+++ Dataset +++
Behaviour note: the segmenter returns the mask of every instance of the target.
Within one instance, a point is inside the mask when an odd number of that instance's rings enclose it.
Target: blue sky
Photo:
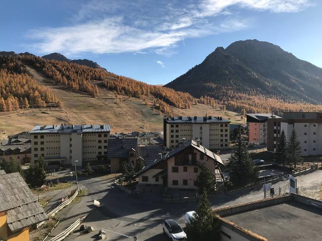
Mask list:
[[[153,84],[246,39],[322,67],[318,0],[3,0],[0,9],[0,51],[87,58]]]

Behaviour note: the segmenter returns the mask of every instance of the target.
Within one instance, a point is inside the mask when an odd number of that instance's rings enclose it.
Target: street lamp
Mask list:
[[[78,189],[78,181],[77,179],[77,171],[76,170],[76,163],[78,162],[78,161],[74,161],[74,163],[75,164],[75,174],[76,175],[76,184],[77,185],[77,190],[79,191]]]

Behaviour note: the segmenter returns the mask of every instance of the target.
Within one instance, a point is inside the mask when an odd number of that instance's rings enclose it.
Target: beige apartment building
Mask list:
[[[195,189],[195,180],[204,164],[213,173],[216,183],[223,183],[219,156],[190,141],[145,166],[137,174],[140,185],[159,185],[172,188]]]
[[[209,150],[229,148],[230,123],[219,116],[168,117],[164,120],[164,145],[173,150],[185,142],[198,140]]]
[[[108,125],[37,126],[30,132],[32,164],[42,156],[50,169],[107,161]]]

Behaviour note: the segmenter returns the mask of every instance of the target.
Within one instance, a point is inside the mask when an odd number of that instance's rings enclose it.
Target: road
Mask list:
[[[310,187],[322,184],[322,171],[297,178],[298,186]],[[281,181],[273,186],[276,189],[287,183]],[[168,240],[162,232],[162,222],[167,218],[174,218],[184,227],[184,215],[187,211],[195,210],[197,203],[166,204],[144,200],[139,197],[127,194],[113,185],[111,181],[99,178],[83,179],[79,181],[80,188],[87,188],[89,193],[80,202],[70,205],[57,215],[63,218],[54,229],[53,235],[64,230],[79,217],[89,214],[84,224],[92,226],[95,231],[79,235],[78,231],[69,235],[66,240],[95,240],[100,229],[125,234],[129,236],[136,235],[140,240]],[[214,208],[234,205],[263,198],[260,188],[230,192],[228,196],[212,197],[210,202]],[[101,203],[98,208],[93,203],[94,200]],[[129,240],[132,239],[107,231],[109,240]]]

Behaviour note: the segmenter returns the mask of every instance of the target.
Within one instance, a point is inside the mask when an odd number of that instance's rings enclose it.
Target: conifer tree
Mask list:
[[[135,171],[136,172],[139,172],[144,167],[144,162],[143,158],[139,157],[136,161],[136,164],[135,165]]]
[[[283,166],[285,166],[287,158],[287,143],[286,142],[286,137],[284,130],[283,130],[278,138],[276,151],[274,156],[274,161],[279,164],[283,164]]]
[[[230,181],[234,186],[245,186],[257,177],[256,168],[243,142],[242,128],[238,127],[236,144],[229,159]]]
[[[301,156],[301,143],[297,139],[297,135],[294,128],[287,142],[286,156],[288,162],[291,165],[294,164],[294,168],[296,168],[297,164],[303,160]]]
[[[219,239],[219,222],[212,211],[206,190],[202,192],[196,212],[187,224],[186,233],[187,241]]]

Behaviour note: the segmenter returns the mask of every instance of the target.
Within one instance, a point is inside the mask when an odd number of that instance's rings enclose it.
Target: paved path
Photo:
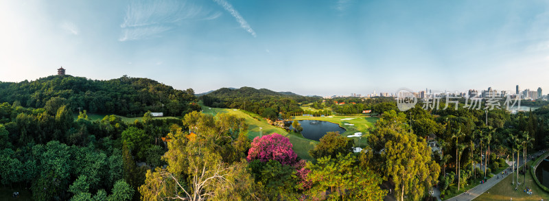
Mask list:
[[[536,158],[537,158],[537,156],[540,156],[542,154],[543,154],[543,152],[541,152],[541,151],[536,152],[535,154],[534,154],[534,156],[535,156],[534,157],[534,159],[535,159]],[[523,163],[522,158],[521,158],[520,159],[521,160],[519,161],[519,167],[522,165],[522,163]],[[530,161],[530,158],[527,158],[526,159],[526,163],[528,163],[528,161]],[[511,161],[511,163],[514,163],[514,162]],[[513,166],[511,166],[511,167],[513,167]],[[475,187],[474,188],[472,188],[472,189],[469,189],[469,191],[468,191],[469,193],[467,193],[467,192],[463,193],[461,194],[458,195],[456,197],[454,197],[454,198],[449,198],[448,200],[449,200],[449,201],[454,201],[454,200],[459,200],[459,201],[473,200],[473,199],[475,199],[476,197],[478,197],[478,196],[480,196],[481,194],[484,193],[486,191],[487,191],[488,189],[489,189],[490,188],[491,188],[492,187],[495,185],[497,183],[498,183],[500,181],[502,181],[503,180],[503,178],[506,178],[509,175],[513,175],[512,174],[510,174],[509,172],[508,172],[507,175],[504,175],[504,176],[503,176],[503,177],[502,177],[500,173],[501,172],[498,173],[498,174],[500,174],[500,179],[498,179],[498,176],[494,176],[494,177],[492,177],[492,178],[488,179],[486,181],[486,182],[484,182],[484,184],[478,185],[478,186]]]

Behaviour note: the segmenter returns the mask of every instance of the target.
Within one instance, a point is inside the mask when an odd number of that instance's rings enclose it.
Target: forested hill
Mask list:
[[[126,75],[110,80],[51,75],[32,82],[0,82],[0,103],[31,108],[44,108],[50,101],[50,104],[67,104],[73,111],[80,108],[92,113],[140,117],[150,110],[181,116],[200,110],[196,100],[191,88],[177,90],[150,79]]]
[[[266,97],[301,97],[291,92],[276,92],[266,88],[256,89],[247,86],[235,89],[222,88],[209,93],[208,95],[217,97],[246,97],[250,99],[264,99]]]

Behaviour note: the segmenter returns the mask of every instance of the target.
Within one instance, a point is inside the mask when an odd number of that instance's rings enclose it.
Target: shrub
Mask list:
[[[479,174],[479,173],[480,173],[480,167],[475,167],[475,172],[476,172],[476,174]]]
[[[498,160],[498,162],[500,163],[500,165],[505,164],[505,160],[502,158],[500,158],[500,159]],[[503,167],[503,166],[500,165],[500,167]]]

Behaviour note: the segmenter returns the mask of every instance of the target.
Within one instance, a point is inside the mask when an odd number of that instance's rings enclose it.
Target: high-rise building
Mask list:
[[[541,87],[537,88],[537,98],[541,97]]]

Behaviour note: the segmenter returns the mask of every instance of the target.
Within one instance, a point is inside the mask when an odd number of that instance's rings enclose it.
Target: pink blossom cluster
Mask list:
[[[296,170],[296,176],[299,179],[297,183],[301,185],[301,189],[308,190],[312,187],[313,182],[307,178],[311,170],[305,167],[305,162],[303,159],[299,160],[294,165],[294,167]]]
[[[287,137],[277,133],[257,137],[252,141],[246,159],[248,161],[259,159],[263,163],[274,160],[283,165],[293,165],[297,154],[292,150],[292,147]]]

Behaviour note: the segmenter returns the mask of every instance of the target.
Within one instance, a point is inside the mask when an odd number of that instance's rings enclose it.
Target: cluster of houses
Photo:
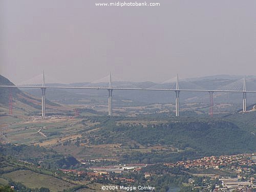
+++
Goal —
Select every line of the data that contains the string "cluster" and copy each one out.

Answer to the exercise —
Target: pink blossom cluster
Target: cluster of houses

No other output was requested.